*** Data section

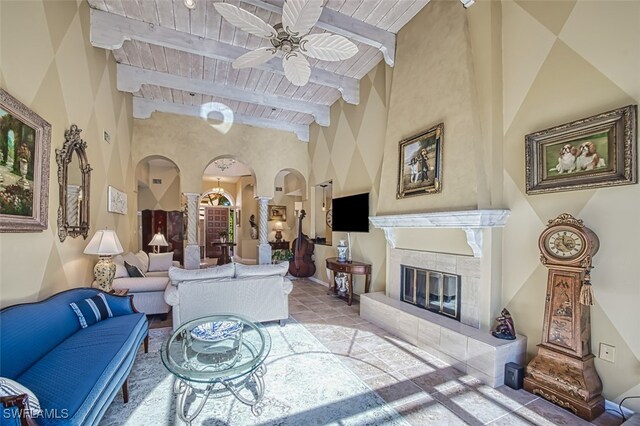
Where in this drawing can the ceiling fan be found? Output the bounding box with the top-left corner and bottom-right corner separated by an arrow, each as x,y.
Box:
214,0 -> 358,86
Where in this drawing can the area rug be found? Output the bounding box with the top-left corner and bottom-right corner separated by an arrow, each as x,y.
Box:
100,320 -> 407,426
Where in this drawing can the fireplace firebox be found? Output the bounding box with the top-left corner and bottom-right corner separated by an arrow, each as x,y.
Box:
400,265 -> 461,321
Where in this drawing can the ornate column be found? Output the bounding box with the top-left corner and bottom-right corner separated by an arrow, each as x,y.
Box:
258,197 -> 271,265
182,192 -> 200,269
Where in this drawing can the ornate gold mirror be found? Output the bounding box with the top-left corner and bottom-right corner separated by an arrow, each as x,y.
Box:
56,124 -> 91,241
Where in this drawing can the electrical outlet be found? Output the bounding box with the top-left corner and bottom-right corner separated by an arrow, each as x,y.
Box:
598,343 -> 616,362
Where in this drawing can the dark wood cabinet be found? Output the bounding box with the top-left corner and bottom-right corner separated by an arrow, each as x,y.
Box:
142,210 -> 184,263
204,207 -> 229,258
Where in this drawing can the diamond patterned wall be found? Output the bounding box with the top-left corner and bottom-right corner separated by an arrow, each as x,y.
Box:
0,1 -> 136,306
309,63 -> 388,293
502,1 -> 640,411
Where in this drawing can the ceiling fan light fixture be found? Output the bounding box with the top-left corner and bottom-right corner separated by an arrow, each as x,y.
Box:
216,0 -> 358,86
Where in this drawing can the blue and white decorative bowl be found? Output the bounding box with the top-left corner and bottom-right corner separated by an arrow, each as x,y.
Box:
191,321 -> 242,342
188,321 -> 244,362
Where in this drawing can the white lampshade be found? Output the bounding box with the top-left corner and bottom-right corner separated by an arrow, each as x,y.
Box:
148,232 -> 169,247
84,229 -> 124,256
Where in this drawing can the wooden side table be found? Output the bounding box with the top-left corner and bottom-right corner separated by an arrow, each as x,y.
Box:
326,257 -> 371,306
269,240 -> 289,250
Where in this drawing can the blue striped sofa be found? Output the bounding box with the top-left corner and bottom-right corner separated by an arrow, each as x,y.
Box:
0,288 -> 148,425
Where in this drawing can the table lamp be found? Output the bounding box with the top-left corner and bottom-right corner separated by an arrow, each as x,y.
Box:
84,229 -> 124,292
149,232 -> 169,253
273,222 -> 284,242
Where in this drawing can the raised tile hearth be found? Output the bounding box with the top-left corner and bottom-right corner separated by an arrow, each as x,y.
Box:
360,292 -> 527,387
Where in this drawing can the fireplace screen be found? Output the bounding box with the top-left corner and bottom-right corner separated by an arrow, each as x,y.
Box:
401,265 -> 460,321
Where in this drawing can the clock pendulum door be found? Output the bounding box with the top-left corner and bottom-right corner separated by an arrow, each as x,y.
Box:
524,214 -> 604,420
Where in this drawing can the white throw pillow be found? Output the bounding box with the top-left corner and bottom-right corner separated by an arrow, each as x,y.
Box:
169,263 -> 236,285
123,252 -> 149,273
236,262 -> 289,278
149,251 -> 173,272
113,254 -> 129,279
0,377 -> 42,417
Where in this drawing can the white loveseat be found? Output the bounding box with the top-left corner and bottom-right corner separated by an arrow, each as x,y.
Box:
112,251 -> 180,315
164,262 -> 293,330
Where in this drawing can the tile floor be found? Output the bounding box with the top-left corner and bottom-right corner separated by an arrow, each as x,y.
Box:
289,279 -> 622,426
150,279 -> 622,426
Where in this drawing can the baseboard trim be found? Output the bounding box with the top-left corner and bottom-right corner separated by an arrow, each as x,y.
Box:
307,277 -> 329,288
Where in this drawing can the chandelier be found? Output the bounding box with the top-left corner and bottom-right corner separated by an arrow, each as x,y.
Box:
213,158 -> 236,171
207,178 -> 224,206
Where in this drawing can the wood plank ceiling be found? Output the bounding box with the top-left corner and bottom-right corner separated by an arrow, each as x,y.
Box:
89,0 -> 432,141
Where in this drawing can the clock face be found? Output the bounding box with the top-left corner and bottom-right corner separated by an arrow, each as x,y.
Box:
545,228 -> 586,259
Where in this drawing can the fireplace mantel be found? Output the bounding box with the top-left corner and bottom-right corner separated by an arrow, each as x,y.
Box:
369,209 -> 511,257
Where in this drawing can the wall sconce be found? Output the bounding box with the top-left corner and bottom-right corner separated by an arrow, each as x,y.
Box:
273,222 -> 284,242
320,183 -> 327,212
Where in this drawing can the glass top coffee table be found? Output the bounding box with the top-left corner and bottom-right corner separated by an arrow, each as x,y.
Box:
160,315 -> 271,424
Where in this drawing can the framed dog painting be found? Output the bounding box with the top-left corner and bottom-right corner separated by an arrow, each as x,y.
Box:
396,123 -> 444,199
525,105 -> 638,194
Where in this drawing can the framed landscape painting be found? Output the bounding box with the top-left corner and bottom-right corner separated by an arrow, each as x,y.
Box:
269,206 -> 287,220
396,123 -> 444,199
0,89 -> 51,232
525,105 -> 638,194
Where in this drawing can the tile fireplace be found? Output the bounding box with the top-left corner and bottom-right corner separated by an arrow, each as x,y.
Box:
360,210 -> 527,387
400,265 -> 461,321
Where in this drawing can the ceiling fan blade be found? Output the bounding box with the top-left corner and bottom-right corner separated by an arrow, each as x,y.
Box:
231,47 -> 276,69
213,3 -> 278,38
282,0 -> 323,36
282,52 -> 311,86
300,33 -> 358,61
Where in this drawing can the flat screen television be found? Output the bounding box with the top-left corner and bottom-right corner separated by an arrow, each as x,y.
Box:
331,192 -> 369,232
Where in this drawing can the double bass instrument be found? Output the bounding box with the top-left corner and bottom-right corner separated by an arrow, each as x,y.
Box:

******
*** Data section

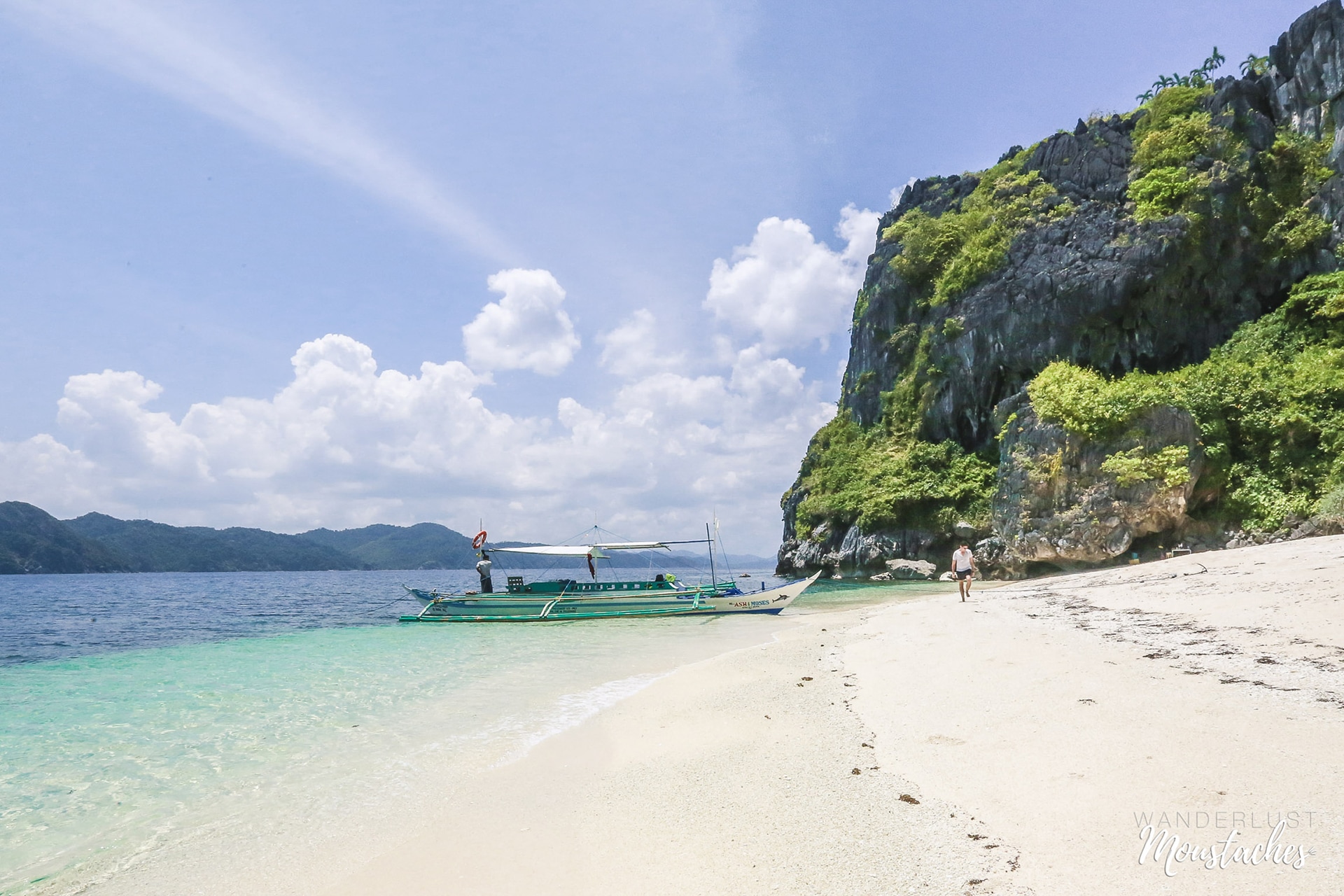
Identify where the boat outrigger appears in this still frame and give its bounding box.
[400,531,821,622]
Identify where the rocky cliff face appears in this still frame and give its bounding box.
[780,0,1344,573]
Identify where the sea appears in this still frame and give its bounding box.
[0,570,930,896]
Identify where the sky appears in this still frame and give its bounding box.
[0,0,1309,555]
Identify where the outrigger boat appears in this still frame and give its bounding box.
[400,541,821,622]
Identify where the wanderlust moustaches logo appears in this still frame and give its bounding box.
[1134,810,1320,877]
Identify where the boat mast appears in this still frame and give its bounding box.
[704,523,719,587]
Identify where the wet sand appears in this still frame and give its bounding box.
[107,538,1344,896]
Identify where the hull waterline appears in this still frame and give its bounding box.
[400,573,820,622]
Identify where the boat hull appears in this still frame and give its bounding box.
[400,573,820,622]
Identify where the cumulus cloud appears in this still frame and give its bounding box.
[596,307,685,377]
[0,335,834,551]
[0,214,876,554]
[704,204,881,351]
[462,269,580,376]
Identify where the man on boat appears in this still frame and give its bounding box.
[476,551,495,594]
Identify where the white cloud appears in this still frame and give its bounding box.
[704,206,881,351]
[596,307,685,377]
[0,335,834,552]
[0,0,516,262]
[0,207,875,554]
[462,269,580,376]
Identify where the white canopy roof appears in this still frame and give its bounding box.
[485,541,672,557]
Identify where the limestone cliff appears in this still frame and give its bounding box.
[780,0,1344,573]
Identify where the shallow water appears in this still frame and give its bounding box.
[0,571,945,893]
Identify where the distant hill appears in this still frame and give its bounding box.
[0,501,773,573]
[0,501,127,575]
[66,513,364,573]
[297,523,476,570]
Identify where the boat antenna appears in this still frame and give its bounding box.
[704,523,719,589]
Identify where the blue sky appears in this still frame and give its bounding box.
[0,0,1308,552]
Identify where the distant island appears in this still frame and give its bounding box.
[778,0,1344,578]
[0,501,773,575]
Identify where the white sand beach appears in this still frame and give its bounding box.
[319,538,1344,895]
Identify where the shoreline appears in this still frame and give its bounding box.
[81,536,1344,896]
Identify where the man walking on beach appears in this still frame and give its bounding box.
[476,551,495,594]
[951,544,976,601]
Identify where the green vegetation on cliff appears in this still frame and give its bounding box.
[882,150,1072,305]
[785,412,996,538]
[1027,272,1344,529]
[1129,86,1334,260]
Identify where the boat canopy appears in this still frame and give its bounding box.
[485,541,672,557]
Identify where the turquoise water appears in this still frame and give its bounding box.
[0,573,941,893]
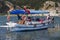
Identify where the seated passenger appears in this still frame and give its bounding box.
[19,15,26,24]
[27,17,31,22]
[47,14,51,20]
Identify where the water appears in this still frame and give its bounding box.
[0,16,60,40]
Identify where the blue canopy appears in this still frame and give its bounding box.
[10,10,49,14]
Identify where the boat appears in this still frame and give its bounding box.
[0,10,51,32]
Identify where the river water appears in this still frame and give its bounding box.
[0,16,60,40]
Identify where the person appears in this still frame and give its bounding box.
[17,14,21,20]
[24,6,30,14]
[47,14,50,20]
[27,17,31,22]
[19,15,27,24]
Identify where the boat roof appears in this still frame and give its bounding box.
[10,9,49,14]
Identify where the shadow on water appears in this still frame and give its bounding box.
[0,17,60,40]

******

**The problem**
Show every line in the items above that contains the string "roof".

**Written answer**
Identify where the white canopy roof appears in this still frame and give its bounding box.
Identify where the boat roof appears in this still frame and give its bounding box.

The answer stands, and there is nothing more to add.